**EXCERPT TO READ**.
A two-person AI agency in Austin delivered a customer churn prediction model to a SaaS client in 2024. The model worked beautifully in testing but produced flawed predictions in production because the client's data pipeline had an undisclosed quality issue. The client lost an estimated $340,000 in preventable churn and sued the agency for the full amount plus damages. The agency had no professional liability insurance, no limitation of liability clause in their contract, and no clear documentation of client responsibilities. They settled for $180,000 — nearly their entire annual revenue — and the founder's personal savings covered the gap.

Legal setup is not exciting. Nobody starts an agency because they love contracts. But the legal foundation you build in your first weeks determines whether a bad engagement becomes a learning experience or an existential threat.

This guide covers every legal element you need to address when launching and operating an AI agency.

Choosing Your Business Entity

LLC (Limited Liability Company)

The most common structure for new AI agencies, and for good reason.

Advantages:

  • Personal liability protection — your personal assets are separated from business debts and lawsuits
  • Tax flexibility — choose to be taxed as a sole proprietorship, partnership, or S-Corp
  • Simple formation and maintenance in most states
  • No requirement for a board of directors or corporate meetings
  • Flexible profit distribution among members

Disadvantages:

  • Cannot issue stock (relevant if you plan to raise venture capital)

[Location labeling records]

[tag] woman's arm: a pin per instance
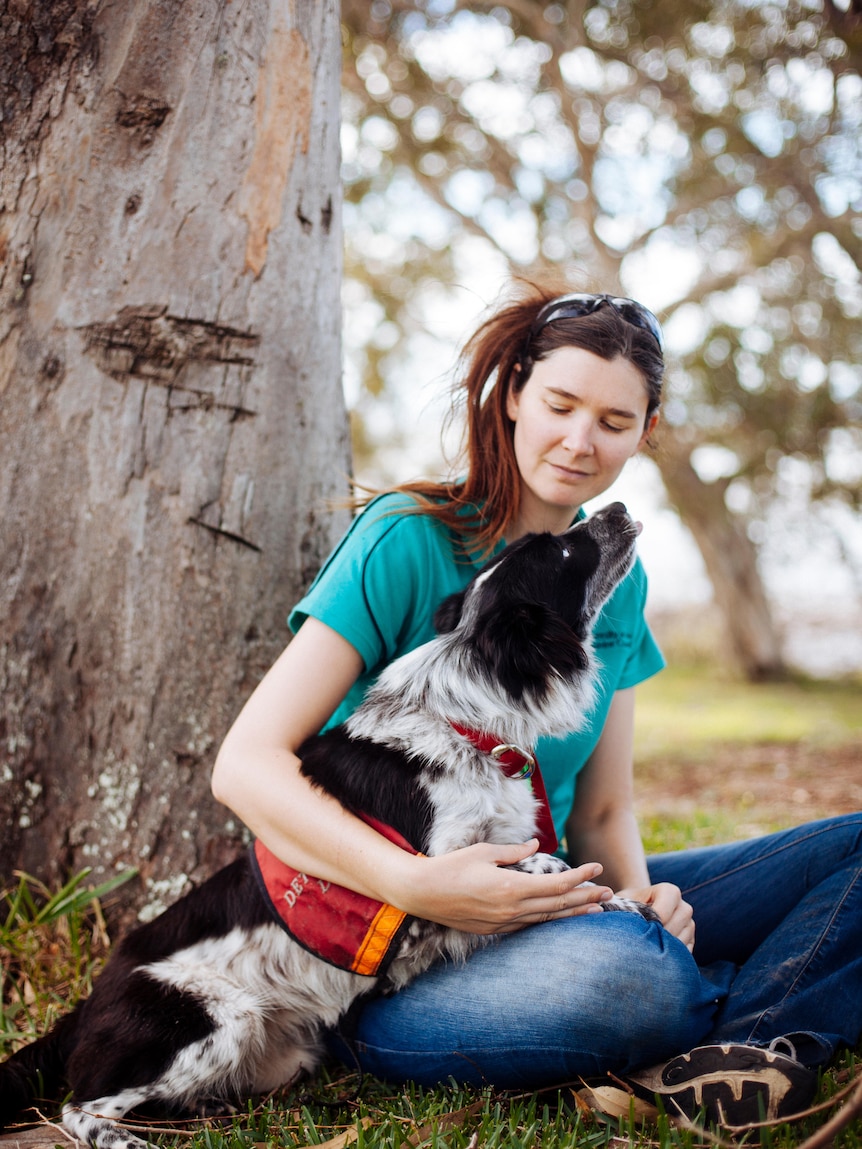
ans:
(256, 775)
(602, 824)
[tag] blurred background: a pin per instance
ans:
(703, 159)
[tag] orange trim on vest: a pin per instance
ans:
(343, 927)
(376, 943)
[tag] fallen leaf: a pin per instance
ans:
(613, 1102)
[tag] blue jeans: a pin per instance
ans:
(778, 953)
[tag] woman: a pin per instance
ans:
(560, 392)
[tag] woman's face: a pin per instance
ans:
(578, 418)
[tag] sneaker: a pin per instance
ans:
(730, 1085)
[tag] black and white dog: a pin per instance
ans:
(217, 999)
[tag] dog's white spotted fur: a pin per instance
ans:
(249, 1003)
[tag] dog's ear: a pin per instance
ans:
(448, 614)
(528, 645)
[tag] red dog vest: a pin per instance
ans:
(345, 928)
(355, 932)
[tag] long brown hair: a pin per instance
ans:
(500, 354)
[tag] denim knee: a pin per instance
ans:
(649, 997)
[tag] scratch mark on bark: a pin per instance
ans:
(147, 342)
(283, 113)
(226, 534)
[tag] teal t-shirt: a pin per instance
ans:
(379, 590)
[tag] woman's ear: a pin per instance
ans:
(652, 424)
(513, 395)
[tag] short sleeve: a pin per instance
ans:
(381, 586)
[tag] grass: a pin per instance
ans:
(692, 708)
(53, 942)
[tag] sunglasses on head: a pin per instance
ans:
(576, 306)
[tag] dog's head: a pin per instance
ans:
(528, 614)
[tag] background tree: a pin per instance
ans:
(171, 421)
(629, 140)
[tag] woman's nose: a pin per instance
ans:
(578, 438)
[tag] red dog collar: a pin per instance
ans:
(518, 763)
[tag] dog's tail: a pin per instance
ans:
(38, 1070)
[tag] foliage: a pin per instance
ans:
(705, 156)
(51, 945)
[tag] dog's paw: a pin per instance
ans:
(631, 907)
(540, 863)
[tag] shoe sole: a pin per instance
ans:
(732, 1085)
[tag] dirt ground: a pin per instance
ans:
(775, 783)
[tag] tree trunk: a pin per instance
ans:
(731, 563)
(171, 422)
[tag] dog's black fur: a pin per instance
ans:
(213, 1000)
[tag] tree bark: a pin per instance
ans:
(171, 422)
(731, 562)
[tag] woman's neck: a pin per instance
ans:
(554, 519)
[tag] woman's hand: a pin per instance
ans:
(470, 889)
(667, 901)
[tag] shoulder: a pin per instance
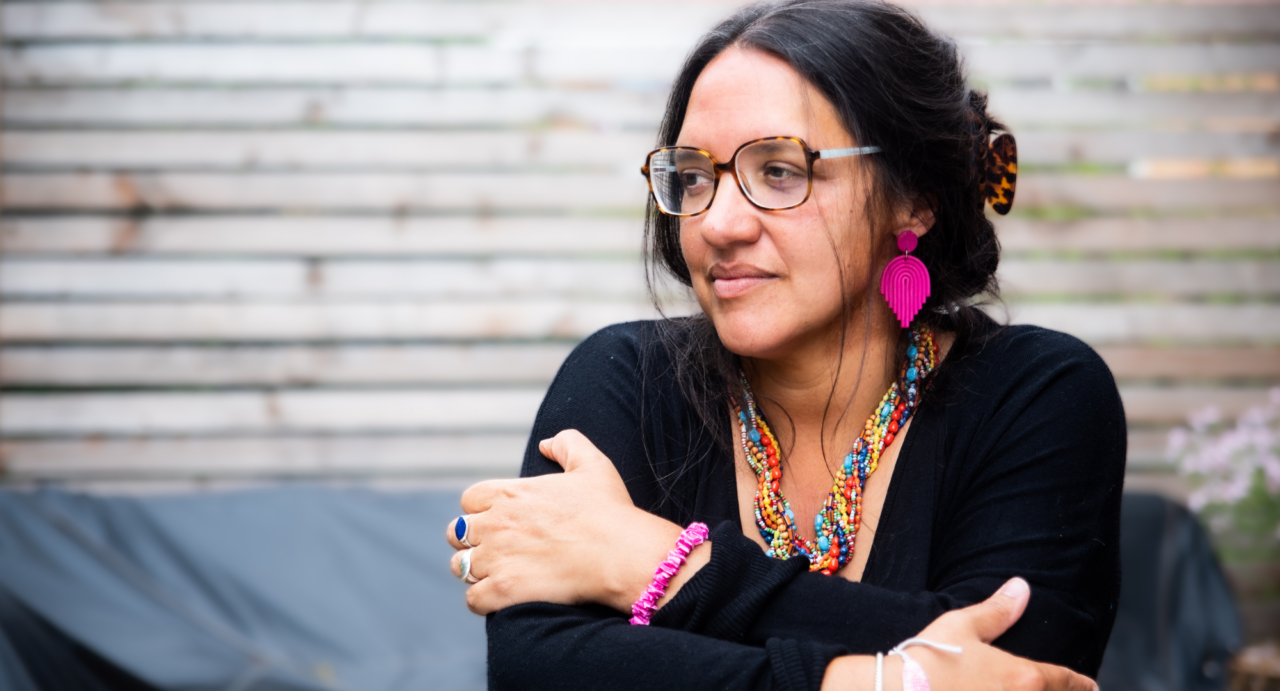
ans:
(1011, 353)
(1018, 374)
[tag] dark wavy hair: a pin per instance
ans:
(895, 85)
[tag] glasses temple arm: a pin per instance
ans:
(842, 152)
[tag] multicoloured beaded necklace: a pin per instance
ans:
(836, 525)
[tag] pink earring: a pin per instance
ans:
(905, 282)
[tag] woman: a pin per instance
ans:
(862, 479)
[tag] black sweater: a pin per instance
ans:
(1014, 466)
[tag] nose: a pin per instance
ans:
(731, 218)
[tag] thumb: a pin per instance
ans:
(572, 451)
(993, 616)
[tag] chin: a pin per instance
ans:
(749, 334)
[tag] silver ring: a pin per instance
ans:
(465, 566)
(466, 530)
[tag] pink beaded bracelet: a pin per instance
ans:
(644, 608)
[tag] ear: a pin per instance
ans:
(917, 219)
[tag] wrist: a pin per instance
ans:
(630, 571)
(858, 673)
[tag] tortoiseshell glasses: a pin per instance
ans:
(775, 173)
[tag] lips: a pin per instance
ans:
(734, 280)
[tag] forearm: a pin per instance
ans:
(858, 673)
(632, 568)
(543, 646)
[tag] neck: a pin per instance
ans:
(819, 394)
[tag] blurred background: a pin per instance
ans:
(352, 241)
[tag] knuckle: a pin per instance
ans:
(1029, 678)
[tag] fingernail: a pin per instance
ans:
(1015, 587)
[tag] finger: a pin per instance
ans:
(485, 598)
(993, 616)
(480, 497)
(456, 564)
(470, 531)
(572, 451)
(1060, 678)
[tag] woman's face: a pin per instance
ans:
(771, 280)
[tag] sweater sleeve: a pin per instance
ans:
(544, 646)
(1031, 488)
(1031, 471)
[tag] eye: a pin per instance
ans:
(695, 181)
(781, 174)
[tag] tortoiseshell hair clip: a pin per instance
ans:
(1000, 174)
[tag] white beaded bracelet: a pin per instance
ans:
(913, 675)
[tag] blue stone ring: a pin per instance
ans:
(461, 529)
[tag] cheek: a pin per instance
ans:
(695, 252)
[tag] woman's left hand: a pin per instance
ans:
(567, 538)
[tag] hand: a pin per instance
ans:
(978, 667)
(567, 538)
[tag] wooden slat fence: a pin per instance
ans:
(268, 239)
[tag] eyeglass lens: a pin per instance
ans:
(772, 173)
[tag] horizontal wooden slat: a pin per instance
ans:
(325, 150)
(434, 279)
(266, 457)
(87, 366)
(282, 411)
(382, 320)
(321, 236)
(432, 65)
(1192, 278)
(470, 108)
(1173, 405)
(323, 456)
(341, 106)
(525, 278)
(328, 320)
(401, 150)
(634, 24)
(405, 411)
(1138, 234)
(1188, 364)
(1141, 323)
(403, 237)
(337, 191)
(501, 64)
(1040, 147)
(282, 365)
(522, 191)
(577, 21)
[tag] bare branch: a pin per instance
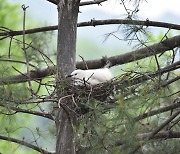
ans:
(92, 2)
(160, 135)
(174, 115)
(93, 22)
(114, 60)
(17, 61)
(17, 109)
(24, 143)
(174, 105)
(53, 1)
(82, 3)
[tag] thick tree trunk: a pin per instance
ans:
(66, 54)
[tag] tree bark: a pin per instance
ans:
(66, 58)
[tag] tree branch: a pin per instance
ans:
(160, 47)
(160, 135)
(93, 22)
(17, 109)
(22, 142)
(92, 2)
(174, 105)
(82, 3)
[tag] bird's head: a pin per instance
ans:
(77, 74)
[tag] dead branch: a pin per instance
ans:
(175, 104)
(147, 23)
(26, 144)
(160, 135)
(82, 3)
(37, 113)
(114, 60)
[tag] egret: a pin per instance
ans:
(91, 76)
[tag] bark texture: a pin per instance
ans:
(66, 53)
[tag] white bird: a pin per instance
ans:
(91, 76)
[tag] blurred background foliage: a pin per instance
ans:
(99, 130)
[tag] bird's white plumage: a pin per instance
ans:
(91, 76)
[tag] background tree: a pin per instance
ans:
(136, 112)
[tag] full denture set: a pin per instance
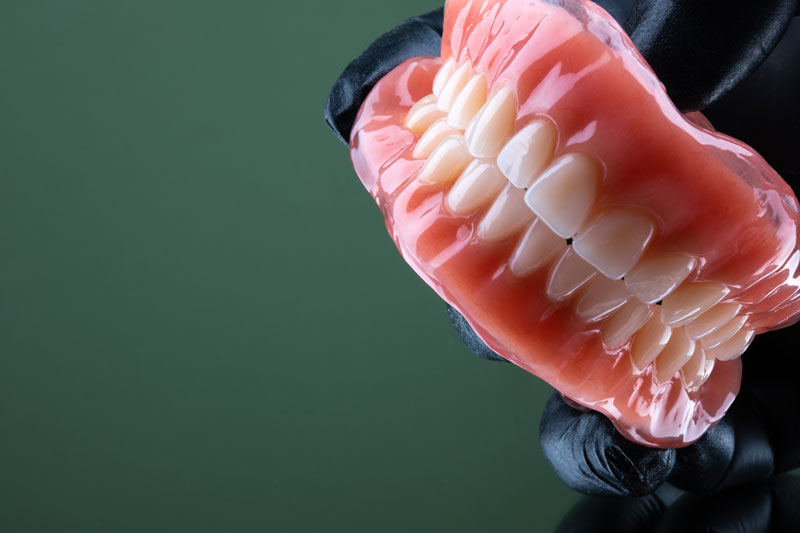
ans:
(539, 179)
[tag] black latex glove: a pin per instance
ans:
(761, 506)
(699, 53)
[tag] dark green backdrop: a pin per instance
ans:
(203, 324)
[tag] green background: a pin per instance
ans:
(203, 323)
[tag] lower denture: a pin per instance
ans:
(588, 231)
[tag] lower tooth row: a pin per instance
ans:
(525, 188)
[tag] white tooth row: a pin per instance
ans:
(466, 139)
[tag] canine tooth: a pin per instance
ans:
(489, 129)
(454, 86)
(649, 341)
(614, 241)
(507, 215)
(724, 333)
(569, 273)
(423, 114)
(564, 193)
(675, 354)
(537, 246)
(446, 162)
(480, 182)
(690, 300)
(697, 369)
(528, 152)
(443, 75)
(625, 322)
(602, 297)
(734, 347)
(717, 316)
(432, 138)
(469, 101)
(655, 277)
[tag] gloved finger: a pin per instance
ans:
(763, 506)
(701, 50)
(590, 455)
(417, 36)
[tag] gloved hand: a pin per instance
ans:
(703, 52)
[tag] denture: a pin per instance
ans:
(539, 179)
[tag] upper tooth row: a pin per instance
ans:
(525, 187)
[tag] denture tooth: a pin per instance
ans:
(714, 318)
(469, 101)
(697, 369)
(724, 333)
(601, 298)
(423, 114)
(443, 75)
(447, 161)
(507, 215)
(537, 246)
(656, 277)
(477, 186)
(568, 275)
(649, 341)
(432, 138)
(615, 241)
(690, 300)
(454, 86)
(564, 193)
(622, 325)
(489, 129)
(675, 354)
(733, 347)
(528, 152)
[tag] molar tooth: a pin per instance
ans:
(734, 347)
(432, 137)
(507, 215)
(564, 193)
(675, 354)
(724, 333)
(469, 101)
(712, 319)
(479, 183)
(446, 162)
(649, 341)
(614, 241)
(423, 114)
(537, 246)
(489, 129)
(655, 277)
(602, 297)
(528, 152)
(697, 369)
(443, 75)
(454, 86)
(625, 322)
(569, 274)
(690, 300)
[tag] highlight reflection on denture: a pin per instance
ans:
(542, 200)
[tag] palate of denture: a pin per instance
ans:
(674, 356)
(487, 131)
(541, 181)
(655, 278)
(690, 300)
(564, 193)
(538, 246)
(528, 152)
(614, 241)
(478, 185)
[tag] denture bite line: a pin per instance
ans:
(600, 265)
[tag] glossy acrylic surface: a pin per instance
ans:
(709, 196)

**THE TASKS**.
1. In the AI agency legal guide, how much did the Austin agency settle for?
2. Write out the stretch of the AI agency legal guide from "Legal setup is" through "an existential threat.".
3. Pick up the AI agency legal guide after its last line and keep writing.
The records come from a separate source, unrelated to the AI agency legal guide.

**THE REPLIES**.
1. $180,000, nearly their entire annual revenue.

2.
Legal setup is not exciting. Nobody starts an agency because they love contracts. But the legal foundation you build in your first weeks determines whether a bad engagement becomes a learning experience or an existential threat.

3.
  • Self-employment taxes apply to all net income unless you elect S-Corp treatment
  • Some states impose annual franchise taxes

Best for: Solo founders and small partnerships planning to grow organically without outside equity investment.

C-Corporation

Advantages:

  • Can issue stock to investors, employees, and advisors
  • Clear structure that institutional investors expect
  • No self-employment taxes on distributions
  • Unlimited growth potential in corporate structure

Disadvantages:

  • Double taxation — corporate income is taxed, then dividends are taxed again
  • More expensive to form and maintain
  • Requires corporate formalities (board meetings, minutes, annual reports)
  • Less flexibility in profit distribution

Best for: Agencies that plan to raise outside capital within the first two years or offer equity compensation to early employees.

S-Corporation

Not a separate entity type but a tax election available to LLCs and C-Corps.

Advantages:

  • Reduces self-employment taxes once income exceeds approximately $80K-$100K
  • Pass-through taxation avoids double taxation
  • Can still offer equity through the underlying entity structure

Disadvantages:

  • Restrictions on number and type of shareholders
  • Requires reasonable salary for owner-employees
  • Additional payroll complexity and cost

Best for: Established agencies with consistent net income above $100K seeking tax optimization.

Formation Steps

Regardless of entity type, follow these steps:

  1. Choose your state of formation (typically your home state or Delaware for C-Corps)
  2. File articles of organization (LLC) or articles of incorporation (Corp) with the Secretary of State
  3. Obtain an EIN from the IRS (free, available online)
  4. Draft an operating agreement (LLC) or bylaws (Corp)
  5. Open a dedicated business bank account
  6. Register for state and local business licenses
  7. File a DBA (doing business as) if operating under a different name
  8. Register in any state where you have employees or significant operations

Budget $500-$1,500 for DIY formation or $2,000-$5,000 with an attorney. The attorney route is worth it if you have a co-founder (the operating agreement needs to address separation scenarios) or if you are forming a C-Corp.

Essential Contracts

Master Services Agreement (MSA)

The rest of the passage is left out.